-- Prompt --
A verbatim reproduction of the lines below, from the line containing "If you could point out the dark hardwood" through the line containing "If you could point out the white ceiling", both ends included, is the whole required output.

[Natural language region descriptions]
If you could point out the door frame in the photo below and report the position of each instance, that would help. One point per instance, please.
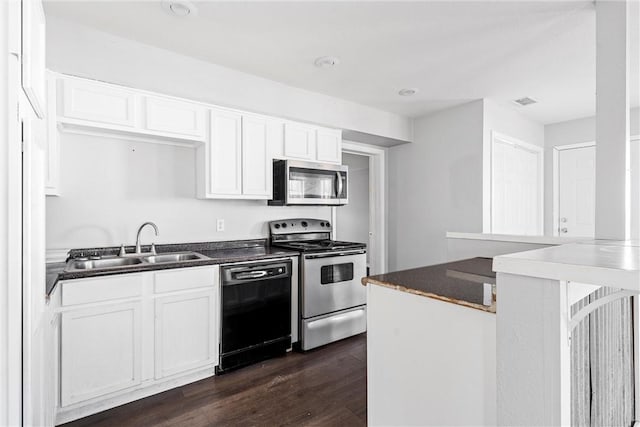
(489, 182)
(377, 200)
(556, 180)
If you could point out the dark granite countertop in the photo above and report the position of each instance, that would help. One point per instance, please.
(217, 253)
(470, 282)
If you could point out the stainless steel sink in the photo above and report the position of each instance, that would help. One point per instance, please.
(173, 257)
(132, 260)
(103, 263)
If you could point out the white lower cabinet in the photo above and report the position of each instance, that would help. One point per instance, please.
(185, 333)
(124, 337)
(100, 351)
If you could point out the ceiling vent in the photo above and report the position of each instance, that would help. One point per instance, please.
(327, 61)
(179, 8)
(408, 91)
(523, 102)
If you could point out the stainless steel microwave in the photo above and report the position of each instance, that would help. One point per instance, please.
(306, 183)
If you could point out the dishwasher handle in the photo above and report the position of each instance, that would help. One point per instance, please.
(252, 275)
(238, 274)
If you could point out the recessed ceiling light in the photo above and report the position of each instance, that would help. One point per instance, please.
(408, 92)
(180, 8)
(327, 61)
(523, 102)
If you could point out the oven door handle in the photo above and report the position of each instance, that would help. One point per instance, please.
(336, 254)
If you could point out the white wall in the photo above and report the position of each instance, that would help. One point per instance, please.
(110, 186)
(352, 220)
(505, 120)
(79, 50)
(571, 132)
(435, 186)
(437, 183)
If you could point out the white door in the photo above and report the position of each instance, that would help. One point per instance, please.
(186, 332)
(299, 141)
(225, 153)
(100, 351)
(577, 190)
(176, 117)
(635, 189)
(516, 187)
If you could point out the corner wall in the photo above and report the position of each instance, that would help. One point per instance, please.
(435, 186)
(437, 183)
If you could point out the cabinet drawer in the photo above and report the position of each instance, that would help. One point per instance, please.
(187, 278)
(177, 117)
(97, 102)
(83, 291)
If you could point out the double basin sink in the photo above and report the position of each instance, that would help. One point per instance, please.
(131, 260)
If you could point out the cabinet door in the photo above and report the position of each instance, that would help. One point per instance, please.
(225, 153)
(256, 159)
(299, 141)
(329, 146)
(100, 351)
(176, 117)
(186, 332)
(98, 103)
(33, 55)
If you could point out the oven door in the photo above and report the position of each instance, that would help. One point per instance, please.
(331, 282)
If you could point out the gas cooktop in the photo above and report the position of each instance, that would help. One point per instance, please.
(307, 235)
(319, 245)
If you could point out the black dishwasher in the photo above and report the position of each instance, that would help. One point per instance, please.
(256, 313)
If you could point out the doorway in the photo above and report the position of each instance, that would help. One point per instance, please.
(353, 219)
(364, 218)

--

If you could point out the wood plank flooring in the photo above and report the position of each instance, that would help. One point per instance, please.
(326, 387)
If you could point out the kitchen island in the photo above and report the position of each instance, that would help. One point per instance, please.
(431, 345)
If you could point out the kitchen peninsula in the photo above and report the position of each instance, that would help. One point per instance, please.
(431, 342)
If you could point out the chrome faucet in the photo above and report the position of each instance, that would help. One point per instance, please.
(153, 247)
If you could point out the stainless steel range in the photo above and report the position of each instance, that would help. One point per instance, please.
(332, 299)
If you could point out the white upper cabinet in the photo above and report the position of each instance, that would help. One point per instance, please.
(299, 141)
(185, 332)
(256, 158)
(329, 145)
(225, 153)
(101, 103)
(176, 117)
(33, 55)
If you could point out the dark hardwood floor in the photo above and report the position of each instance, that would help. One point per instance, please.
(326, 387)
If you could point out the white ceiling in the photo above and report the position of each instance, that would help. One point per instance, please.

-- Solution to this problem --
If you could point out the dark hardwood floor in the photo above and report the position of each instance, that would help. One point per instance, please.
(326, 387)
If you could point out the white ceiling in the photo above and report the position of each instance, that would help. One point per instance, please.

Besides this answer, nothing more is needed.